- [SET EXERCISE]
Write out every entry, unchanged. Skip any picture.
##### PROVIDED RECORDS #####
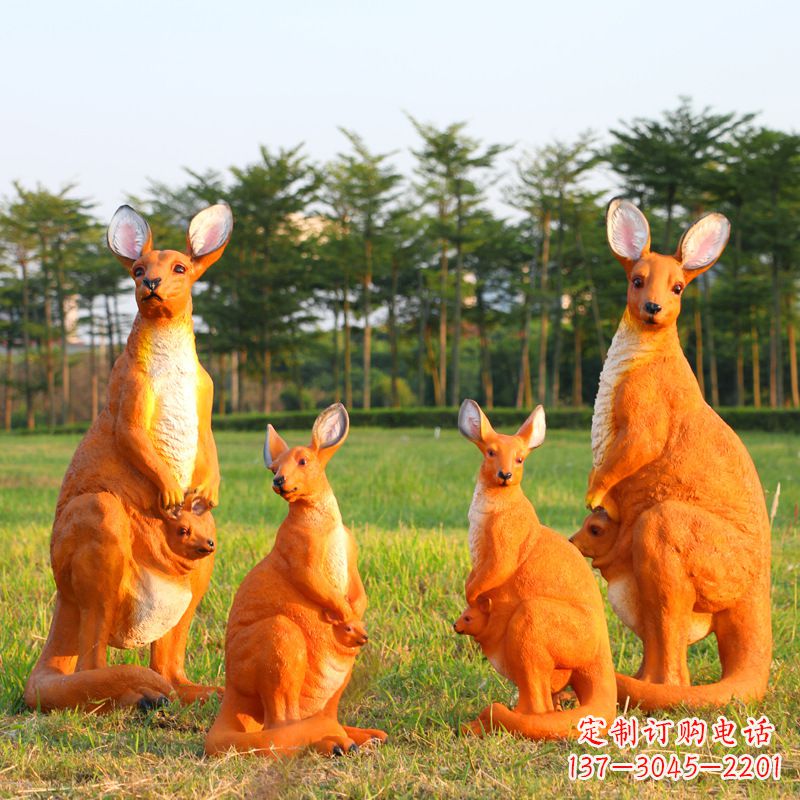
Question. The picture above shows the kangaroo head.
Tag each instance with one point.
(503, 456)
(473, 619)
(164, 278)
(597, 535)
(656, 282)
(300, 471)
(190, 531)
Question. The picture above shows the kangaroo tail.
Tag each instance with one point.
(652, 696)
(96, 689)
(548, 725)
(324, 735)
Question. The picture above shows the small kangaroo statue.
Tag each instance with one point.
(295, 628)
(534, 606)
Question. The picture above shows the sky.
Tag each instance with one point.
(110, 95)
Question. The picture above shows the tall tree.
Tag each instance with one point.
(449, 163)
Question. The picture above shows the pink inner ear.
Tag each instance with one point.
(128, 240)
(628, 233)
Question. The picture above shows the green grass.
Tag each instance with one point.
(405, 495)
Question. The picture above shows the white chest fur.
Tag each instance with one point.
(335, 564)
(158, 605)
(478, 509)
(627, 347)
(172, 368)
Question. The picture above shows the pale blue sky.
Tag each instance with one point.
(109, 94)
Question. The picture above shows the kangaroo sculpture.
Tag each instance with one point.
(122, 577)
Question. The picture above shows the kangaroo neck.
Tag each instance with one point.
(320, 512)
(632, 347)
(149, 336)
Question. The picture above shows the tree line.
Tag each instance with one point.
(484, 273)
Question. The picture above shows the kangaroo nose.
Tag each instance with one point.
(652, 308)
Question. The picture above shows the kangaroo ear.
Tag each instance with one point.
(703, 244)
(208, 235)
(128, 236)
(330, 430)
(628, 232)
(273, 446)
(472, 422)
(533, 429)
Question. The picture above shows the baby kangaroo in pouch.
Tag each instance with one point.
(534, 606)
(125, 575)
(295, 626)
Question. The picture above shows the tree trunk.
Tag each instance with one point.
(220, 387)
(542, 388)
(423, 338)
(756, 366)
(455, 387)
(266, 383)
(558, 312)
(49, 363)
(439, 394)
(95, 399)
(110, 331)
(486, 355)
(712, 353)
(235, 393)
(367, 391)
(348, 364)
(437, 388)
(698, 343)
(775, 345)
(793, 364)
(337, 389)
(577, 375)
(66, 411)
(524, 389)
(395, 394)
(8, 395)
(30, 417)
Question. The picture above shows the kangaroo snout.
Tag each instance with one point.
(652, 308)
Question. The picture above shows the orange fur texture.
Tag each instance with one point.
(125, 574)
(295, 628)
(691, 553)
(534, 606)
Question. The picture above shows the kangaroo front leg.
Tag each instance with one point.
(168, 654)
(667, 595)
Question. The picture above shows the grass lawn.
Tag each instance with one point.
(405, 495)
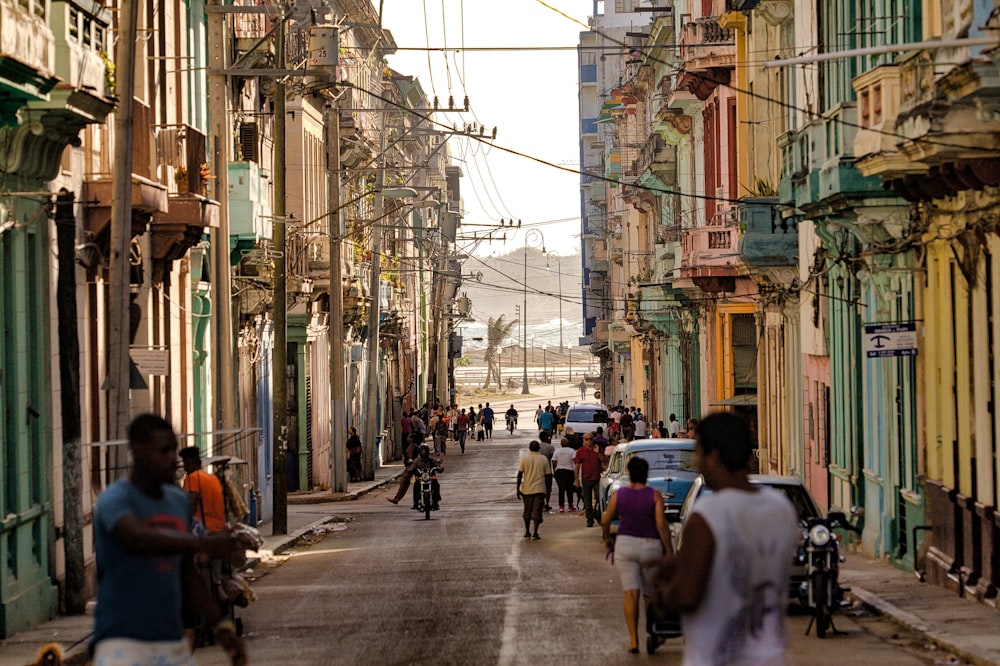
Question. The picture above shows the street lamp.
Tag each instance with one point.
(374, 294)
(559, 268)
(535, 237)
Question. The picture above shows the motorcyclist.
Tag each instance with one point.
(512, 415)
(420, 463)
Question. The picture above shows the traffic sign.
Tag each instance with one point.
(882, 340)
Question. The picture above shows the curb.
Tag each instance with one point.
(912, 622)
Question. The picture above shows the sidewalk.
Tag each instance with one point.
(306, 511)
(964, 627)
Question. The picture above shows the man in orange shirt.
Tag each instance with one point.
(206, 490)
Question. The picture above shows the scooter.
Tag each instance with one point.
(425, 491)
(820, 553)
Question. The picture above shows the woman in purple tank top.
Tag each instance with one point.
(641, 540)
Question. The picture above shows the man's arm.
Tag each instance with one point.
(687, 582)
(137, 537)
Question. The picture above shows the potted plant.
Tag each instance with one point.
(180, 177)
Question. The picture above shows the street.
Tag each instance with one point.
(464, 588)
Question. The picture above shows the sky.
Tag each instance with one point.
(529, 94)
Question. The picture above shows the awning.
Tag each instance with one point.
(745, 400)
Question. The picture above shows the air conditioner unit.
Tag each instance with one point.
(170, 146)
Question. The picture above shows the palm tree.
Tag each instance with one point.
(497, 331)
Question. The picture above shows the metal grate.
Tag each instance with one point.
(249, 142)
(308, 427)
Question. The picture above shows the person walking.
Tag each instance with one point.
(354, 452)
(547, 421)
(145, 563)
(738, 522)
(627, 425)
(673, 426)
(640, 426)
(641, 540)
(534, 474)
(462, 428)
(562, 469)
(486, 416)
(587, 464)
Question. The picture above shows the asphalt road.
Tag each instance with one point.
(465, 588)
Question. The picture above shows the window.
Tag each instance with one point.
(73, 26)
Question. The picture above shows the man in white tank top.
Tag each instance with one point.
(730, 578)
#####
- [RIGHT ANSWER]
Question. The picture above shows the kangaroo head.
Tag each instance with one point.
(503, 456)
(473, 619)
(164, 278)
(597, 535)
(656, 282)
(300, 471)
(190, 531)
Question. The picture above shows the kangaroo tail.
Tag each instance with one point.
(652, 696)
(96, 689)
(548, 725)
(324, 735)
Question. The picture above shows the small kangaroo statue.
Tag each instance with one point.
(295, 628)
(534, 606)
Question. The picture above shows the sky.
Tag each instance with one point.
(110, 95)
Question. The picture above shows the tall tree.
Tag each instance with one point.
(449, 163)
Question. The picture above shows the pink inner ear.
Tag each instance with one point.
(128, 240)
(628, 233)
Question. The picture above shows the green grass.
Tag each instance with one point.
(405, 495)
Question. The picture above shows the white chest fur.
Tag each instance with one point.
(335, 564)
(158, 605)
(478, 509)
(627, 347)
(172, 368)
Question. The picture above shows the pale blue sky.
Tag each instance with one point.
(109, 94)
Question. The picture above shows the kangaroo sculpture.
Tag each instance with one point.
(122, 577)
Question. The picture above shows the kangaroo neck.
Tag each instance with one point.
(320, 512)
(632, 347)
(149, 336)
Question. The picture above shows the tree line.
Tag each instance with one point.
(484, 273)
Question. The picture above shows the kangaroo nose.
Tag each instance with one point.
(652, 308)
Question. The picture above shows the kangaroo ear.
Tag each instance with one point.
(703, 244)
(208, 235)
(128, 236)
(330, 430)
(628, 232)
(273, 446)
(472, 422)
(533, 429)
Question. The picture above shows the baby kangaroo in pouch.
Tag each instance with one point.
(534, 606)
(125, 575)
(295, 626)
Question. The picture above shows the tree trunk.
Tag each instance with one point.
(220, 387)
(542, 388)
(423, 338)
(756, 366)
(455, 387)
(266, 383)
(558, 312)
(49, 363)
(439, 394)
(95, 399)
(110, 331)
(486, 355)
(712, 353)
(235, 393)
(367, 391)
(348, 364)
(437, 388)
(698, 343)
(775, 345)
(793, 364)
(337, 389)
(577, 375)
(66, 411)
(524, 389)
(395, 394)
(8, 395)
(30, 417)
Question. The picture above shows the kangaroo snout.
Tag each instance with one point.
(652, 308)
Question. The picture above shows the orange fur texture.
Tag each instance with one point.
(125, 574)
(295, 628)
(691, 553)
(534, 606)
Question. The picture above shows the kangaroo front leg.
Tag each instance with one point.
(168, 654)
(667, 595)
Question. The picture above shows the grass lawn.
Tag each instance with one point.
(405, 495)
Question. The picture above shows the street lamp.
Tag each instance with one point.
(374, 294)
(559, 268)
(535, 237)
Question. The picture above shows the motorcyclist.
Tag each instance with one point.
(512, 415)
(420, 463)
Question. The picture above shows the traffic sign.
Tag each instance with one point.
(882, 340)
Question. The picture above shows the curb.
Tag each instance with one point.
(912, 622)
Question. The picture above shows the sidewalk.
Tag each instance with one point.
(306, 511)
(964, 627)
Question. The picture above shows the man in orange shirt.
Tag each instance with one point.
(206, 490)
Question. The picture above shows the scooter.
Tag each instance with one point.
(425, 491)
(820, 553)
Question. The picture above shows the woman in purple tank top.
Tag each instance with one point.
(641, 540)
Question. The picture above shows the man's arm.
Tag each instance with one point.
(687, 582)
(137, 537)
Question. The picture above shows the potted plant.
Tag each instance with one point.
(180, 177)
Question. The picture above shows the street.
Tag each instance with one point.
(464, 588)
Question. The picture above shows the sky.
Tag each instance with one point.
(529, 94)
Question. The picture above shows the awning.
Tag each instance with one point.
(745, 400)
Question. The picture above shows the air conditioner unit.
Tag each instance with one point.
(170, 146)
Question. The picture above shows the palm tree.
Tag each instance with one point.
(497, 331)
Question. The picture above shows the metal grate.
Tag each instance with one point.
(249, 142)
(308, 427)
Question. The picture above shows the person walking.
Tag each instance with one point.
(354, 452)
(547, 421)
(145, 563)
(738, 522)
(627, 425)
(673, 426)
(640, 426)
(641, 540)
(534, 474)
(462, 428)
(562, 469)
(486, 416)
(587, 464)
Question. The picture above shows the asphalt road.
Tag each instance with one point.
(465, 588)
Question. The picture above shows the window.
Tag each instance with one point.
(73, 26)
Question. The picture above shows the man in white tank top.
Tag each instance with one point.
(730, 578)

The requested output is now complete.